_EXERCISE DETAILS_:
Reproduce exactly the lines from the one containing "Keypoint placement rule: for each instance of the thumb, put" through the last line of the records below, both included. Leave out any pictures.

_ENTRIES PROVIDED_:
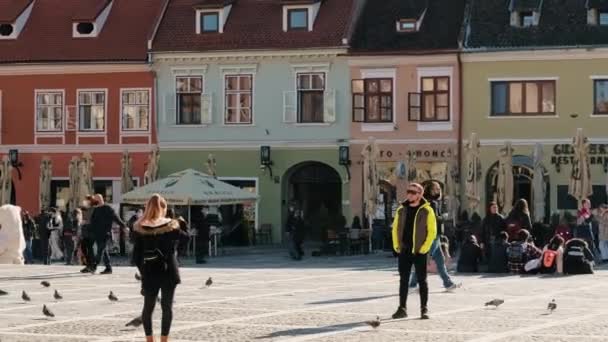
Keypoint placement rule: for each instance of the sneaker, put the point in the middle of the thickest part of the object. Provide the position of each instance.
(424, 313)
(400, 313)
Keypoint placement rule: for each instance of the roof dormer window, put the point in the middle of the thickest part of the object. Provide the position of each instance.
(300, 15)
(89, 25)
(212, 17)
(14, 23)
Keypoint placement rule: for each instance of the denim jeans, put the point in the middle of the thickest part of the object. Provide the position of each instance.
(437, 256)
(27, 253)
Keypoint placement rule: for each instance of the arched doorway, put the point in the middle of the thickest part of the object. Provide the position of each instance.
(523, 172)
(315, 189)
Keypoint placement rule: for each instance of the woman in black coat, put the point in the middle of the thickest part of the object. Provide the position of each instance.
(154, 253)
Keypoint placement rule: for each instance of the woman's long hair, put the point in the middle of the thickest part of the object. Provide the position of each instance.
(155, 208)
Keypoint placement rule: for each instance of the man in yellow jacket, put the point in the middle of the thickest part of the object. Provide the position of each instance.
(414, 230)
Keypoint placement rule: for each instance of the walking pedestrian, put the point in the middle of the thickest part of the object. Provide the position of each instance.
(414, 230)
(433, 195)
(154, 253)
(102, 218)
(29, 229)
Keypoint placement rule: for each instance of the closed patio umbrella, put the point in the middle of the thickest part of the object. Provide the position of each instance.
(580, 178)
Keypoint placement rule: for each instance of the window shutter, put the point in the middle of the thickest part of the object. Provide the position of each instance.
(170, 109)
(329, 106)
(415, 106)
(290, 110)
(206, 109)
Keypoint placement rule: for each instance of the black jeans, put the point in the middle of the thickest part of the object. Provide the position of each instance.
(166, 303)
(102, 252)
(406, 261)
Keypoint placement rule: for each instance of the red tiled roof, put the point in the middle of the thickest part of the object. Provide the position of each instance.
(253, 25)
(10, 9)
(47, 35)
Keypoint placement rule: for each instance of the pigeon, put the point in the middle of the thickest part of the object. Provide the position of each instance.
(375, 323)
(112, 297)
(135, 322)
(495, 303)
(552, 306)
(47, 312)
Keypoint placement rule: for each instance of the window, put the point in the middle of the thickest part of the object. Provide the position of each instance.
(297, 19)
(523, 98)
(239, 98)
(600, 97)
(189, 91)
(311, 87)
(527, 19)
(373, 100)
(135, 110)
(603, 18)
(210, 21)
(92, 110)
(49, 111)
(435, 96)
(406, 25)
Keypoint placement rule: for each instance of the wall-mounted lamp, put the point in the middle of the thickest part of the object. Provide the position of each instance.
(13, 157)
(344, 158)
(265, 160)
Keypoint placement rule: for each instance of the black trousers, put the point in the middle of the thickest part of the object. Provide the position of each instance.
(166, 303)
(406, 261)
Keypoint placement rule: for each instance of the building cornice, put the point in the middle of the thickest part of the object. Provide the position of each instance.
(535, 55)
(245, 55)
(70, 68)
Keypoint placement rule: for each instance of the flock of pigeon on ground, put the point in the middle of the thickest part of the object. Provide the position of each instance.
(137, 321)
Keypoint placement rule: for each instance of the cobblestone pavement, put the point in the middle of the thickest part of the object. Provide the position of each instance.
(271, 298)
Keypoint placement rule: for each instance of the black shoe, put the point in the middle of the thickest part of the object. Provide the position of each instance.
(400, 313)
(424, 313)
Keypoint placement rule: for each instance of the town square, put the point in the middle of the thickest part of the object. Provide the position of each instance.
(303, 170)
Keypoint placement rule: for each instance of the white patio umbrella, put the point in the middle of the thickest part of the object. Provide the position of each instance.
(504, 183)
(472, 191)
(370, 155)
(580, 178)
(46, 174)
(190, 187)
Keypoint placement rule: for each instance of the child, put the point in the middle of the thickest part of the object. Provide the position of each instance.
(470, 256)
(552, 259)
(498, 254)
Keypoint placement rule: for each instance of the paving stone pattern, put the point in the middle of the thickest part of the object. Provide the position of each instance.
(271, 298)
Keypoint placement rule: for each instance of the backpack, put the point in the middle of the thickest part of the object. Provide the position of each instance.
(517, 253)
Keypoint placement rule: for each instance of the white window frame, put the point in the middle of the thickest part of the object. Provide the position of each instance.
(82, 131)
(177, 109)
(127, 131)
(49, 132)
(225, 75)
(436, 72)
(381, 73)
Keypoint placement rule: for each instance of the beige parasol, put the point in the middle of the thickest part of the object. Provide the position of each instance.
(472, 191)
(538, 184)
(126, 179)
(151, 173)
(504, 183)
(6, 181)
(74, 175)
(46, 173)
(580, 178)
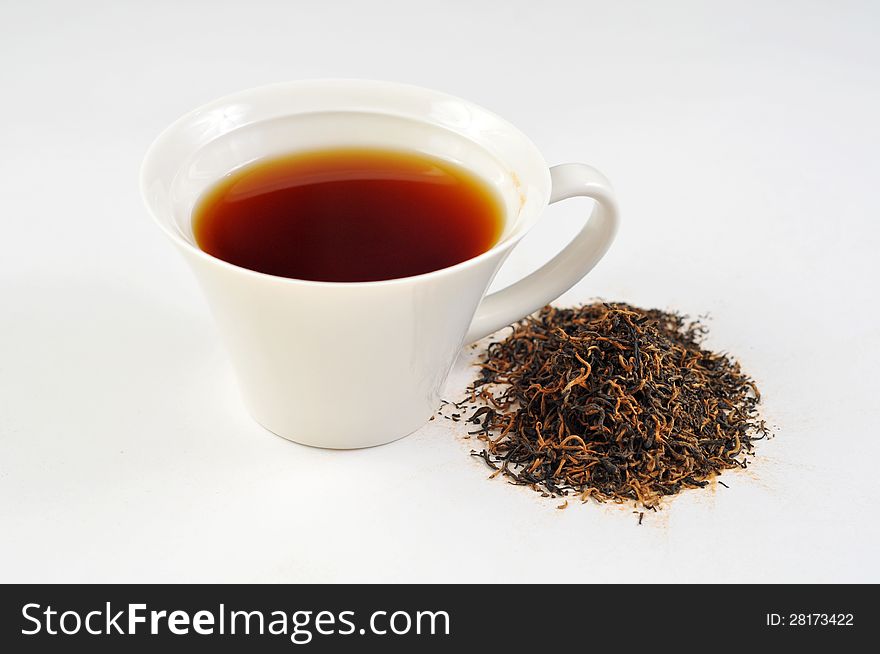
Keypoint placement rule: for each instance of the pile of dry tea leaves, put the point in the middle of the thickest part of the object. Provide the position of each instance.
(612, 402)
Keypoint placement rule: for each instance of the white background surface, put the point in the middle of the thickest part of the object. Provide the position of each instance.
(742, 139)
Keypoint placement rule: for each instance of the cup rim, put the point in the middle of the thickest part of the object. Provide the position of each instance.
(501, 246)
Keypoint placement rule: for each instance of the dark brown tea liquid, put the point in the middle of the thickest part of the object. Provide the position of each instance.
(348, 215)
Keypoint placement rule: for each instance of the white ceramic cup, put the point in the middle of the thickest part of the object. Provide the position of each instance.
(346, 365)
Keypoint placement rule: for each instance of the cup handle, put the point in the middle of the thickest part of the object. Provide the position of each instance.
(563, 271)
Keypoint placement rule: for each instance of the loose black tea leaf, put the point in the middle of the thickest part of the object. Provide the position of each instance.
(612, 402)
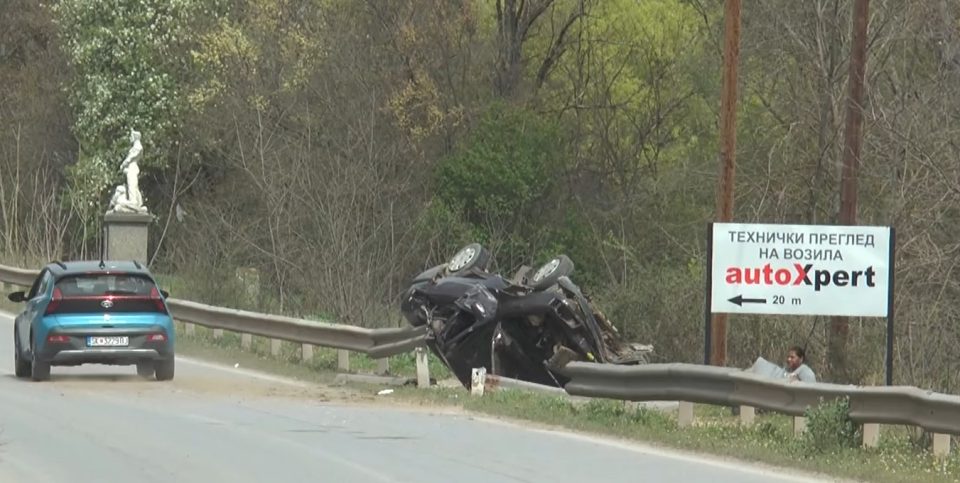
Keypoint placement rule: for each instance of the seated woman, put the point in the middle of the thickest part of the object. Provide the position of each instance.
(796, 369)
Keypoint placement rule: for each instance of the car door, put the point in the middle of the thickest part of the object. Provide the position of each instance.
(25, 319)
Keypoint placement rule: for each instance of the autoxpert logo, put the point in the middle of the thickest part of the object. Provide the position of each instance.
(800, 275)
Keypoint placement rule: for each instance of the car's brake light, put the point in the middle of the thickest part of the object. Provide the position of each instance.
(55, 301)
(157, 299)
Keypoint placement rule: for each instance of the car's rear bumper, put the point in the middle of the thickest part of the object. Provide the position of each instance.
(75, 350)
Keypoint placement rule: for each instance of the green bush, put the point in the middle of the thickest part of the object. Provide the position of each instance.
(829, 427)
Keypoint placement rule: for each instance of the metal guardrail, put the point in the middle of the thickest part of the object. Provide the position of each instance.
(934, 412)
(377, 343)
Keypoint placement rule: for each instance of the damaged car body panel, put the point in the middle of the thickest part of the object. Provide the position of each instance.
(521, 328)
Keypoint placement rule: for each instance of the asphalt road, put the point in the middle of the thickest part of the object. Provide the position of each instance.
(212, 423)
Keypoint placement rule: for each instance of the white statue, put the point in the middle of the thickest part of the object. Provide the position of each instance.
(127, 198)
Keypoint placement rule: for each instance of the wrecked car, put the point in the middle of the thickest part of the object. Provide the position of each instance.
(526, 327)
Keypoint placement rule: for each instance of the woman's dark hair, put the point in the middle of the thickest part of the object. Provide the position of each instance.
(799, 352)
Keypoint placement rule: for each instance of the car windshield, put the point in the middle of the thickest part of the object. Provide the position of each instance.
(103, 284)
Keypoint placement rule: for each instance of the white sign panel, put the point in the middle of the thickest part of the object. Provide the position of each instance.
(800, 269)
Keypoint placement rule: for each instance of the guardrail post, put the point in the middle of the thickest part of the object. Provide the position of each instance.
(799, 424)
(747, 415)
(871, 435)
(941, 444)
(423, 368)
(685, 414)
(306, 352)
(275, 347)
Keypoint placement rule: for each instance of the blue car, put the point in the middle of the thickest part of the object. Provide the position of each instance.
(93, 312)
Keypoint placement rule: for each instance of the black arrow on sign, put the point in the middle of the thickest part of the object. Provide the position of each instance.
(739, 300)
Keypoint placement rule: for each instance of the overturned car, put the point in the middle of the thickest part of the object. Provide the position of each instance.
(523, 328)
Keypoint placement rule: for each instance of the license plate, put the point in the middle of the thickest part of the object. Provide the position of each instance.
(110, 341)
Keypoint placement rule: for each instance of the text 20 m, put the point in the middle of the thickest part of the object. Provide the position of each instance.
(781, 300)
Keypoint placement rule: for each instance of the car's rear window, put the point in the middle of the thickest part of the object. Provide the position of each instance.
(104, 284)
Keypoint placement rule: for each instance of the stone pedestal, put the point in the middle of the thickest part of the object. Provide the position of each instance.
(126, 236)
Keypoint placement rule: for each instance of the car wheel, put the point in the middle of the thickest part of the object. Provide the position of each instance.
(145, 369)
(40, 371)
(550, 272)
(165, 368)
(469, 257)
(22, 367)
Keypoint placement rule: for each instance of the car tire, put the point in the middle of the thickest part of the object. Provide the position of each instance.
(472, 256)
(21, 367)
(164, 369)
(549, 273)
(39, 370)
(145, 369)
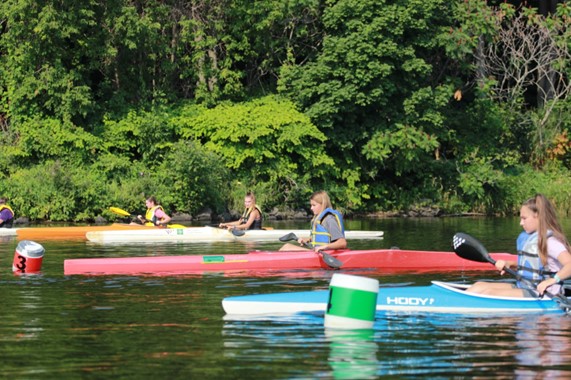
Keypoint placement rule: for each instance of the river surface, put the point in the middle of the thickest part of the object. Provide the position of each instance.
(143, 327)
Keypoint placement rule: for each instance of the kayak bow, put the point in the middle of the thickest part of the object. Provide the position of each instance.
(440, 297)
(387, 259)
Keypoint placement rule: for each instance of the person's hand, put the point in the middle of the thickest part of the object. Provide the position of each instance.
(500, 265)
(543, 285)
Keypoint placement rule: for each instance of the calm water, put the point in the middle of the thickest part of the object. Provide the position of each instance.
(53, 326)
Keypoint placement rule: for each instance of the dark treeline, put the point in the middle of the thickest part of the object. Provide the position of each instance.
(460, 106)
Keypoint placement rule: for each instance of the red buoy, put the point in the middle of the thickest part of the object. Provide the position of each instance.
(28, 257)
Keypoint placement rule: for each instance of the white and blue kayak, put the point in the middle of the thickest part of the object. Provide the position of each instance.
(440, 297)
(206, 234)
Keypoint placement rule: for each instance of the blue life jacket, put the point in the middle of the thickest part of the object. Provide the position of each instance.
(521, 240)
(257, 225)
(319, 235)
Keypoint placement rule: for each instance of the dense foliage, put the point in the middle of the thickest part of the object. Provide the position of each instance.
(388, 105)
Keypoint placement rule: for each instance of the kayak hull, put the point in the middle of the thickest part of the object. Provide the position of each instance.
(388, 259)
(64, 233)
(206, 234)
(440, 297)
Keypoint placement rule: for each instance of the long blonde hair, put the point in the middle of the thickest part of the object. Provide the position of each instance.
(322, 198)
(547, 217)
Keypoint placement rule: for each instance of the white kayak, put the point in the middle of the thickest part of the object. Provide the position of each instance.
(207, 234)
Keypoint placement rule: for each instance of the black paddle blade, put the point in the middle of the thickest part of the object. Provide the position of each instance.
(289, 237)
(470, 248)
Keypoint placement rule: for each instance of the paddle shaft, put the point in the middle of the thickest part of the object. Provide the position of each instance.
(478, 252)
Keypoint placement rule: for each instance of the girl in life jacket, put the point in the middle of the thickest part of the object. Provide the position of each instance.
(327, 228)
(6, 214)
(544, 261)
(251, 218)
(155, 215)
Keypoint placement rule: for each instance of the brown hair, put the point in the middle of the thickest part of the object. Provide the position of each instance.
(322, 198)
(547, 217)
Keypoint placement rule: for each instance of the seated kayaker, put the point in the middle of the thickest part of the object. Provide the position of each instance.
(155, 215)
(6, 214)
(327, 228)
(251, 219)
(544, 260)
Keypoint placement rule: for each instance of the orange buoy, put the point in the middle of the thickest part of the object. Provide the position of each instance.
(28, 257)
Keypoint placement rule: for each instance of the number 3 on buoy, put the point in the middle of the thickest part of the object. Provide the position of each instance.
(28, 257)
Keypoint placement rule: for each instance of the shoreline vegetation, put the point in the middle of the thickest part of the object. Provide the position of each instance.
(406, 109)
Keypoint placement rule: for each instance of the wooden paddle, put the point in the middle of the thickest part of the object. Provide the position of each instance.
(118, 211)
(327, 258)
(470, 248)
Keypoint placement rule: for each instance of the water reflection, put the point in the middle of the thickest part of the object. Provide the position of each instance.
(352, 353)
(544, 346)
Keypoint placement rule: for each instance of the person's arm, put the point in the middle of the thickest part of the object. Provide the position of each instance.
(501, 265)
(337, 244)
(562, 274)
(231, 224)
(338, 240)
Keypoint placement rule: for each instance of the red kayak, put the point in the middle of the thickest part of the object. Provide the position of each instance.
(390, 259)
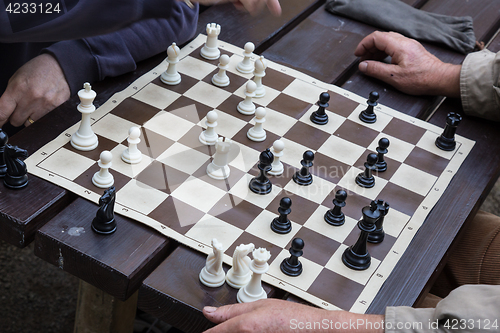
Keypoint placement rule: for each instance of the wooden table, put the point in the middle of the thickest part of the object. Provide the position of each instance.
(317, 43)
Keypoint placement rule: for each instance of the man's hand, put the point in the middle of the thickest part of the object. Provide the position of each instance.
(37, 88)
(264, 316)
(277, 316)
(252, 6)
(413, 70)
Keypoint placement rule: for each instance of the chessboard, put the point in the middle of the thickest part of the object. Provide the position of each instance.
(170, 191)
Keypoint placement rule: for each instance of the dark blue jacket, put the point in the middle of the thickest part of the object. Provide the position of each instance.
(122, 32)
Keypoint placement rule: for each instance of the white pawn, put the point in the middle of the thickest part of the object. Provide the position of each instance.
(246, 106)
(253, 291)
(103, 178)
(259, 73)
(246, 66)
(218, 168)
(212, 275)
(277, 166)
(132, 155)
(221, 79)
(239, 275)
(210, 136)
(171, 76)
(257, 132)
(210, 50)
(84, 138)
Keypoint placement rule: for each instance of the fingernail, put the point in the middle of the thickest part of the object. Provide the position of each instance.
(362, 66)
(209, 309)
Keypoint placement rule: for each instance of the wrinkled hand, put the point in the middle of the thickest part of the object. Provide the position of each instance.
(35, 89)
(413, 70)
(252, 6)
(264, 316)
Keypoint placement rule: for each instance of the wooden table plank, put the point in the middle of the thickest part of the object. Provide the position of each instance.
(174, 293)
(115, 263)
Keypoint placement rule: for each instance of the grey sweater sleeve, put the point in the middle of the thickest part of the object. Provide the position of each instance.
(76, 18)
(480, 85)
(95, 58)
(469, 308)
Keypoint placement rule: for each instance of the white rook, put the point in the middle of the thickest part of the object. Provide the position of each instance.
(84, 138)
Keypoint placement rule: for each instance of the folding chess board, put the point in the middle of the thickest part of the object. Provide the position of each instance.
(171, 192)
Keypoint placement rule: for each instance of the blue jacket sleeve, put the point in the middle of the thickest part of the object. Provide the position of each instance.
(75, 18)
(92, 59)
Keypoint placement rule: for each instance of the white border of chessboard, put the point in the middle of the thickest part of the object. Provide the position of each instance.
(383, 270)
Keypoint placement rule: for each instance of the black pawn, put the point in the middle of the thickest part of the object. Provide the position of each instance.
(3, 141)
(446, 141)
(381, 164)
(282, 224)
(303, 176)
(335, 216)
(319, 116)
(368, 115)
(104, 222)
(357, 256)
(292, 266)
(17, 174)
(366, 179)
(262, 184)
(378, 235)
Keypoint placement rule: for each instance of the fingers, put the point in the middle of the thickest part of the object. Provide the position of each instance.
(7, 106)
(379, 45)
(219, 315)
(379, 70)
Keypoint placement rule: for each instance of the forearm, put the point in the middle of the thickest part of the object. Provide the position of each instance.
(83, 19)
(95, 58)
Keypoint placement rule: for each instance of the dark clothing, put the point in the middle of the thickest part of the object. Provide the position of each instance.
(148, 27)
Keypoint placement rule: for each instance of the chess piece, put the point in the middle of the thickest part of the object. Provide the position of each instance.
(4, 138)
(378, 235)
(210, 50)
(366, 179)
(212, 275)
(246, 106)
(257, 132)
(102, 178)
(319, 116)
(292, 266)
(381, 164)
(281, 224)
(239, 275)
(246, 66)
(357, 256)
(368, 115)
(277, 150)
(221, 79)
(84, 138)
(171, 76)
(209, 136)
(219, 168)
(335, 216)
(446, 141)
(132, 155)
(304, 177)
(258, 74)
(16, 175)
(104, 222)
(261, 184)
(253, 291)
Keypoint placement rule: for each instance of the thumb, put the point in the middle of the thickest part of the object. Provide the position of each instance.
(7, 106)
(379, 70)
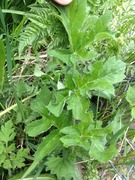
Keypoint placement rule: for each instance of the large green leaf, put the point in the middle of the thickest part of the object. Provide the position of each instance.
(73, 25)
(56, 107)
(38, 126)
(101, 77)
(42, 99)
(79, 106)
(98, 151)
(7, 132)
(48, 144)
(131, 99)
(2, 62)
(63, 167)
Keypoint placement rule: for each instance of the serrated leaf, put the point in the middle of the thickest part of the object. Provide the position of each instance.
(79, 106)
(101, 77)
(98, 151)
(72, 138)
(49, 143)
(37, 127)
(19, 158)
(73, 25)
(7, 132)
(131, 99)
(37, 71)
(2, 62)
(56, 107)
(42, 100)
(102, 23)
(63, 168)
(131, 95)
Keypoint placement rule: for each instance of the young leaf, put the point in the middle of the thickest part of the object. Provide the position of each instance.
(37, 127)
(42, 100)
(48, 144)
(73, 25)
(2, 62)
(63, 167)
(101, 77)
(56, 107)
(72, 137)
(131, 99)
(7, 132)
(98, 151)
(79, 106)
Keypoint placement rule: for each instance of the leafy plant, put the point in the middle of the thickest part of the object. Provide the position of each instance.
(64, 103)
(2, 62)
(10, 158)
(131, 99)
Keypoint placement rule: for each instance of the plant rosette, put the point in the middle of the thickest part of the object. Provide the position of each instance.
(63, 2)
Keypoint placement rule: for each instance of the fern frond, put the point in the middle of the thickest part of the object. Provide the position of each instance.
(44, 29)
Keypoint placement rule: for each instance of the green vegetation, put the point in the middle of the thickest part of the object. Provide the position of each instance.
(67, 90)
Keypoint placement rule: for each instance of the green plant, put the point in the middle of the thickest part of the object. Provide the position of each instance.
(73, 130)
(10, 156)
(71, 105)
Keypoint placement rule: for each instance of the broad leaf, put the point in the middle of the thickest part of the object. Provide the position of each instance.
(2, 62)
(56, 106)
(63, 167)
(74, 138)
(98, 151)
(42, 99)
(73, 25)
(131, 99)
(48, 144)
(38, 126)
(7, 132)
(101, 77)
(79, 106)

_THE OUTPUT_:
Keypoint placement rule: for each instance of the thumb, put the point in the middle of the thickest part of the object. Provide the position of each instance.
(7, 106)
(379, 70)
Keypoint placement rule: for each instance of the large green leaf, put the point in the middle of the thickest part of the object. Provide the position of each instance.
(73, 25)
(56, 107)
(38, 126)
(101, 77)
(42, 99)
(79, 106)
(98, 151)
(7, 132)
(48, 144)
(131, 99)
(2, 62)
(63, 167)
Keypoint placement rule: for each instance of the serrated leaf, put the point in the middle of the thickest part of the object. Provide the position of each instance.
(79, 106)
(101, 77)
(98, 151)
(72, 138)
(49, 143)
(37, 127)
(19, 158)
(73, 25)
(7, 132)
(131, 99)
(37, 71)
(2, 62)
(56, 107)
(42, 100)
(102, 23)
(63, 168)
(131, 95)
Keypoint placement rule: for each instance of the young leaf, put the point in the middle of the thickest part of the object. Provide the position of each instance.
(37, 127)
(42, 100)
(48, 144)
(73, 25)
(2, 62)
(63, 167)
(101, 77)
(56, 107)
(72, 137)
(131, 99)
(7, 132)
(98, 151)
(79, 106)
Keypoint placement rule: for each instance of the leafy plant, put the point in the middle of the thickest part of the object. Provide the position of each instance.
(64, 103)
(2, 62)
(10, 158)
(131, 99)
Keypoint placement rule: for each instance of the plant rosette, put the point in the middle of the thickest part of the object. Provide the position of each instance.
(63, 2)
Keypoint placement rule: for each instance of the fern frond, put the point in the middle of the thickest part of the object. Provide the position of each instance.
(44, 29)
Keypoint placement rule: for each instance of the green vegetation, put the point in the middle of the thickest part of the object. Provide the position of each instance.
(67, 90)
Keypoint placement rule: for each instance of the green plant, put the point in the middle of the thickest part of the object. Provide the position of each instance.
(73, 130)
(10, 156)
(71, 105)
Keypoint placement rule: for each instance of the broad leaf, put the point in the middle of the thickest part of the object. Provide the position of each instance.
(2, 62)
(56, 106)
(63, 167)
(74, 138)
(98, 151)
(42, 99)
(73, 25)
(131, 99)
(48, 144)
(38, 126)
(7, 132)
(101, 77)
(79, 106)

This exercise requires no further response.